Excerpted data below:
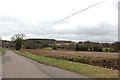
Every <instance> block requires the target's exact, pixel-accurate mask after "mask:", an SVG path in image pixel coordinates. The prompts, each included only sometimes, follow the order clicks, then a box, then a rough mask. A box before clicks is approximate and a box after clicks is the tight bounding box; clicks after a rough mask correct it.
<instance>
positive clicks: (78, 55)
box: [22, 49, 118, 58]
mask: <svg viewBox="0 0 120 80" xmlns="http://www.w3.org/2000/svg"><path fill="white" fill-rule="evenodd" d="M22 51H27V52H31V53H33V54H36V55H40V56H91V57H107V58H118V53H110V52H90V51H55V50H43V49H22Z"/></svg>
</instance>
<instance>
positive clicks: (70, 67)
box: [14, 50, 118, 78]
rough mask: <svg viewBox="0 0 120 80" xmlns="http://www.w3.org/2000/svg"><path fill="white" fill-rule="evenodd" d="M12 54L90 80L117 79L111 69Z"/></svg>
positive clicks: (48, 59) (24, 53) (116, 74)
mask: <svg viewBox="0 0 120 80" xmlns="http://www.w3.org/2000/svg"><path fill="white" fill-rule="evenodd" d="M14 52H16V53H18V54H20V55H23V56H25V57H28V58H30V59H33V60H35V61H37V62H40V63H43V64H46V65H50V66H54V67H58V68H61V69H65V70H68V71H71V72H76V73H79V74H82V75H85V76H88V77H92V78H118V71H117V70H112V69H106V68H102V67H97V66H91V65H88V64H82V63H76V62H70V61H65V60H59V59H53V58H46V57H43V56H37V55H33V54H32V53H27V52H20V51H16V50H14Z"/></svg>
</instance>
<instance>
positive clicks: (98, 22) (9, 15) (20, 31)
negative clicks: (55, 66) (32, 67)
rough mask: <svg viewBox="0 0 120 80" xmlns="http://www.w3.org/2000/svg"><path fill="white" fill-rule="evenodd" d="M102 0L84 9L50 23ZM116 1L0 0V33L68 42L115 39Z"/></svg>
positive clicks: (1, 37) (110, 40) (117, 29)
mask: <svg viewBox="0 0 120 80" xmlns="http://www.w3.org/2000/svg"><path fill="white" fill-rule="evenodd" d="M100 1H103V2H102V3H101V4H98V5H96V6H94V7H92V8H89V9H88V10H86V11H83V12H81V13H79V14H76V15H74V16H72V17H70V18H68V19H65V20H63V21H61V22H59V23H57V24H54V25H51V24H53V23H55V22H56V21H59V20H61V19H63V18H65V17H67V16H69V15H72V14H74V13H76V12H78V11H80V10H83V9H85V8H87V7H89V6H91V5H93V4H96V3H98V2H100ZM118 1H119V0H0V36H1V38H2V39H3V40H10V38H11V37H12V36H13V35H14V34H22V33H23V34H25V35H26V37H25V38H51V39H57V40H72V41H97V42H115V41H118Z"/></svg>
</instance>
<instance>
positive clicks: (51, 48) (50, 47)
mask: <svg viewBox="0 0 120 80" xmlns="http://www.w3.org/2000/svg"><path fill="white" fill-rule="evenodd" d="M43 49H45V50H52V47H44V48H43Z"/></svg>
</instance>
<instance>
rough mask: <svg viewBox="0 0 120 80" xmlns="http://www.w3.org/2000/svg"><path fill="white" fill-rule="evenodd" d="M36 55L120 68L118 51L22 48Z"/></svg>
mask: <svg viewBox="0 0 120 80" xmlns="http://www.w3.org/2000/svg"><path fill="white" fill-rule="evenodd" d="M21 51H25V52H30V53H33V54H35V55H39V56H44V57H49V58H55V59H61V60H67V61H72V62H78V63H84V64H90V65H94V66H100V67H104V68H109V69H116V70H118V69H119V65H118V62H119V61H118V53H105V52H85V51H55V50H42V49H33V50H32V49H22V50H21Z"/></svg>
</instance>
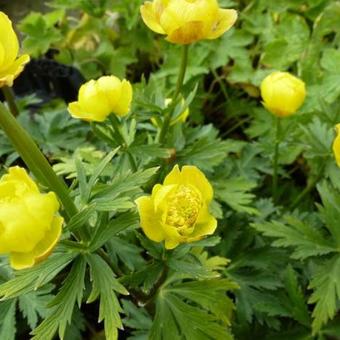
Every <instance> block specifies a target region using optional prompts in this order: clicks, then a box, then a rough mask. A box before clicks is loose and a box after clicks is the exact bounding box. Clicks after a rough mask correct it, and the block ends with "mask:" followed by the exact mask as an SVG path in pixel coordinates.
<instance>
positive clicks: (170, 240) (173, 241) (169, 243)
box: [165, 239, 179, 249]
mask: <svg viewBox="0 0 340 340" xmlns="http://www.w3.org/2000/svg"><path fill="white" fill-rule="evenodd" d="M178 245H179V242H178V241H177V240H173V239H166V240H165V249H174V248H176V247H177V246H178Z"/></svg>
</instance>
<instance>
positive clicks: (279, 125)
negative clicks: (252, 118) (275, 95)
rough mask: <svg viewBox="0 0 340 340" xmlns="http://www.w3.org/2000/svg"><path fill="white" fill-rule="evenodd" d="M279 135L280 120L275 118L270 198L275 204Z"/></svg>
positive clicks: (279, 118) (279, 128) (276, 186)
mask: <svg viewBox="0 0 340 340" xmlns="http://www.w3.org/2000/svg"><path fill="white" fill-rule="evenodd" d="M280 135H281V118H280V117H276V126H275V145H274V159H273V186H272V197H273V201H274V202H276V200H277V185H278V166H279V151H280V142H281V140H280V138H281V136H280Z"/></svg>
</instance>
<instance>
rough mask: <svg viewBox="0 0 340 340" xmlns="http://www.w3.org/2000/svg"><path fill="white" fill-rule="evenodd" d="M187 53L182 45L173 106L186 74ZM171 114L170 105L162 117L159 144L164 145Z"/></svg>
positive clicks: (172, 113)
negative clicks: (180, 63)
mask: <svg viewBox="0 0 340 340" xmlns="http://www.w3.org/2000/svg"><path fill="white" fill-rule="evenodd" d="M188 51H189V45H183V47H182V57H181V65H180V69H179V73H178V78H177V84H176V89H175V93H174V96H173V98H172V101H171V102H172V104H173V105H176V100H177V98H178V96H179V94H180V93H181V89H182V86H183V82H184V78H185V72H186V69H187V65H188ZM172 114H173V106H172V105H171V106H170V109H169V111H168V112H167V113H166V115H165V117H164V122H163V125H162V128H161V132H160V134H159V141H160V143H164V141H165V137H166V133H167V132H168V130H169V127H170V123H171V118H172Z"/></svg>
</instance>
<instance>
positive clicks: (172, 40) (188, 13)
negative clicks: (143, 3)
mask: <svg viewBox="0 0 340 340" xmlns="http://www.w3.org/2000/svg"><path fill="white" fill-rule="evenodd" d="M141 14H142V18H143V21H144V23H145V24H146V25H147V26H148V27H149V28H150V29H151V30H153V31H154V32H156V33H159V34H164V35H166V36H167V37H166V39H167V40H168V41H170V42H172V43H175V44H190V43H193V42H195V41H198V40H202V39H216V38H218V37H220V36H221V35H222V34H223V33H224V32H226V31H227V30H229V29H230V28H231V27H232V26H233V25H234V23H235V21H236V19H237V12H236V11H235V10H234V9H221V8H219V7H218V2H217V1H216V0H154V1H153V2H150V1H146V2H145V3H144V5H142V6H141Z"/></svg>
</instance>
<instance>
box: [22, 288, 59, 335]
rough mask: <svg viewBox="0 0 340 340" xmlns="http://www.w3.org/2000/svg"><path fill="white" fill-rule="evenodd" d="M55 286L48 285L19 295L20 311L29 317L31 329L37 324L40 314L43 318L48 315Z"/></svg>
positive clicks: (23, 315)
mask: <svg viewBox="0 0 340 340" xmlns="http://www.w3.org/2000/svg"><path fill="white" fill-rule="evenodd" d="M53 288H54V287H53V285H46V286H45V287H44V288H41V289H39V290H36V291H34V292H30V293H27V294H25V295H21V296H19V308H20V311H21V312H22V314H23V316H24V317H25V318H26V319H27V323H28V324H29V326H30V327H31V329H34V328H35V327H36V326H37V324H38V319H39V316H40V317H42V318H45V317H47V315H48V308H47V305H48V303H49V302H50V301H51V299H52V297H53V295H51V294H50V293H51V290H52V289H53Z"/></svg>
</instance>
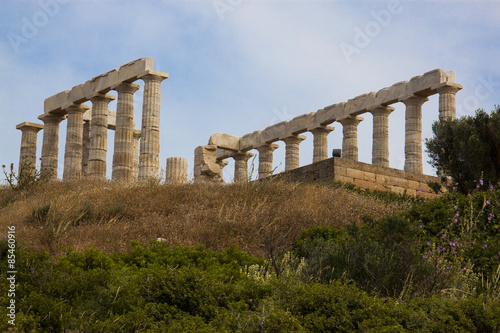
End of Excerpted data.
**Work required:**
Copy out each record word for word and omit any pictures.

**Final answer:**
Every <instance> block requires the target's exact, pixel-accurate mask after "mask:", an SVG path in image pixel coordinates. The prompts, each included only sometimes, follow the order clicks, then a box, then a rough mask. A box before clicks is approximate and a box after clicks is the tight bounding box; clicks after a rough mask correct it.
<instance>
positive clicks: (78, 55)
box: [22, 49, 118, 58]
mask: <svg viewBox="0 0 120 80" xmlns="http://www.w3.org/2000/svg"><path fill="white" fill-rule="evenodd" d="M22 51H27V52H31V53H33V54H36V55H40V56H91V57H107V58H118V53H110V52H90V51H55V50H43V49H22Z"/></svg>
</instance>
<instance>
positive clicks: (70, 67)
box: [14, 50, 118, 78]
rough mask: <svg viewBox="0 0 120 80" xmlns="http://www.w3.org/2000/svg"><path fill="white" fill-rule="evenodd" d="M12 54L90 80L117 79L111 69Z"/></svg>
positive clicks: (48, 59) (24, 53) (116, 74)
mask: <svg viewBox="0 0 120 80" xmlns="http://www.w3.org/2000/svg"><path fill="white" fill-rule="evenodd" d="M14 52H16V53H18V54H20V55H23V56H25V57H28V58H30V59H33V60H35V61H37V62H40V63H43V64H46V65H50V66H54V67H58V68H61V69H65V70H68V71H71V72H76V73H79V74H82V75H85V76H88V77H92V78H118V71H117V70H112V69H106V68H102V67H97V66H91V65H88V64H82V63H76V62H70V61H65V60H59V59H53V58H46V57H43V56H37V55H33V54H32V53H27V52H20V51H16V50H14Z"/></svg>
</instance>
<instance>
positive clicks: (98, 22) (9, 15) (20, 31)
negative clicks: (55, 66) (32, 67)
rough mask: <svg viewBox="0 0 120 80" xmlns="http://www.w3.org/2000/svg"><path fill="white" fill-rule="evenodd" d="M102 0L84 9L50 23ZM116 1L0 0V33L68 42L115 39Z"/></svg>
positive clicks: (1, 37) (110, 40) (117, 29)
mask: <svg viewBox="0 0 120 80" xmlns="http://www.w3.org/2000/svg"><path fill="white" fill-rule="evenodd" d="M100 1H103V2H102V3H101V4H98V5H96V6H94V7H92V8H89V9H88V10H86V11H83V12H81V13H79V14H76V15H74V16H72V17H70V18H68V19H65V20H63V21H61V22H59V23H57V24H54V25H51V24H53V23H55V22H56V21H59V20H61V19H63V18H65V17H67V16H69V15H72V14H74V13H76V12H78V11H80V10H83V9H85V8H87V7H89V6H91V5H93V4H96V3H98V2H100ZM118 1H119V0H0V36H1V38H2V39H3V40H10V38H11V37H12V36H13V35H14V34H22V33H23V34H25V35H26V37H25V38H51V39H57V40H72V41H97V42H115V41H118Z"/></svg>
</instance>
<instance>
positive clicks: (51, 48) (50, 47)
mask: <svg viewBox="0 0 120 80" xmlns="http://www.w3.org/2000/svg"><path fill="white" fill-rule="evenodd" d="M43 49H45V50H52V47H44V48H43Z"/></svg>
</instance>
<instance>
rough mask: <svg viewBox="0 0 120 80" xmlns="http://www.w3.org/2000/svg"><path fill="white" fill-rule="evenodd" d="M36 55L120 68L118 51L22 48Z"/></svg>
mask: <svg viewBox="0 0 120 80" xmlns="http://www.w3.org/2000/svg"><path fill="white" fill-rule="evenodd" d="M21 51H25V52H30V53H33V54H35V55H39V56H44V57H49V58H55V59H61V60H67V61H72V62H78V63H84V64H90V65H94V66H100V67H104V68H109V69H116V70H118V69H119V65H118V62H119V61H118V53H105V52H85V51H55V50H42V49H33V50H32V49H22V50H21Z"/></svg>
</instance>
Every <instance> block specifies a target region using optional prompts in this order: clicks, then a box, then a rough mask. A box before clicks is loose and a box after clicks is the exact bounding box. Clicks after a rough mask correct it, and the block ends with "mask:" followed by the exact mask as an SVG path in pixel coordinates.
<instance>
positive clicks: (170, 240) (173, 241) (169, 243)
box: [165, 239, 179, 249]
mask: <svg viewBox="0 0 340 340" xmlns="http://www.w3.org/2000/svg"><path fill="white" fill-rule="evenodd" d="M178 245H179V242H178V241H177V240H173V239H166V240H165V249H174V248H176V247H177V246H178Z"/></svg>
</instance>
<instance>
positive clicks: (279, 125)
negative clicks: (252, 118) (275, 95)
rough mask: <svg viewBox="0 0 340 340" xmlns="http://www.w3.org/2000/svg"><path fill="white" fill-rule="evenodd" d="M279 135L280 120L275 118L270 198L275 204Z"/></svg>
positive clicks: (279, 118) (279, 128) (276, 186)
mask: <svg viewBox="0 0 340 340" xmlns="http://www.w3.org/2000/svg"><path fill="white" fill-rule="evenodd" d="M280 135H281V118H280V117H276V126H275V145H274V159H273V186H272V197H273V201H274V202H276V200H277V185H278V166H279V151H280V142H281V140H280V138H281V136H280Z"/></svg>
</instance>
<instance>
rough mask: <svg viewBox="0 0 340 340" xmlns="http://www.w3.org/2000/svg"><path fill="white" fill-rule="evenodd" d="M187 53L182 45L173 106L186 74ZM171 114L170 105L162 117L159 144L164 145Z"/></svg>
positive clicks: (172, 113)
negative clicks: (180, 63)
mask: <svg viewBox="0 0 340 340" xmlns="http://www.w3.org/2000/svg"><path fill="white" fill-rule="evenodd" d="M188 51H189V45H183V47H182V57H181V65H180V69H179V73H178V78H177V84H176V89H175V93H174V96H173V98H172V101H171V102H172V104H173V105H176V100H177V98H178V96H179V94H180V93H181V89H182V86H183V82H184V78H185V72H186V69H187V65H188ZM172 114H173V106H172V105H171V106H170V109H169V111H168V112H167V113H166V115H165V117H164V122H163V125H162V128H161V132H160V134H159V141H160V143H164V141H165V137H166V133H167V132H168V130H169V127H170V123H171V118H172Z"/></svg>
</instance>
<instance>
positive clicks: (172, 40) (188, 13)
negative clicks: (143, 3)
mask: <svg viewBox="0 0 340 340" xmlns="http://www.w3.org/2000/svg"><path fill="white" fill-rule="evenodd" d="M141 14H142V18H143V21H144V23H145V24H146V25H147V26H148V27H149V28H150V29H151V30H153V31H154V32H156V33H159V34H164V35H166V36H167V37H166V39H167V40H168V41H170V42H172V43H175V44H190V43H193V42H195V41H198V40H202V39H216V38H218V37H220V36H221V35H222V34H223V33H224V32H226V31H227V30H229V29H230V28H231V27H232V26H233V25H234V23H235V21H236V19H237V12H236V11H235V10H234V9H221V8H219V7H218V2H217V1H216V0H154V1H153V2H150V1H146V2H145V3H144V5H142V6H141Z"/></svg>
</instance>
<instance>
box: [22, 288, 59, 335]
rough mask: <svg viewBox="0 0 340 340" xmlns="http://www.w3.org/2000/svg"><path fill="white" fill-rule="evenodd" d="M55 286L48 285L19 295L20 311L29 317L31 329L37 324L40 314L43 318L48 315Z"/></svg>
positive clicks: (23, 315)
mask: <svg viewBox="0 0 340 340" xmlns="http://www.w3.org/2000/svg"><path fill="white" fill-rule="evenodd" d="M53 288H54V287H53V285H46V286H45V287H44V288H41V289H39V290H36V291H34V292H30V293H27V294H25V295H21V296H19V308H20V311H21V312H22V314H23V316H24V317H25V318H26V319H27V323H28V324H29V326H30V327H31V329H34V328H35V327H36V326H37V324H38V319H39V316H40V317H42V318H45V317H47V315H48V308H47V305H48V303H49V302H50V301H51V299H52V297H53V295H51V294H50V293H51V290H52V289H53Z"/></svg>
</instance>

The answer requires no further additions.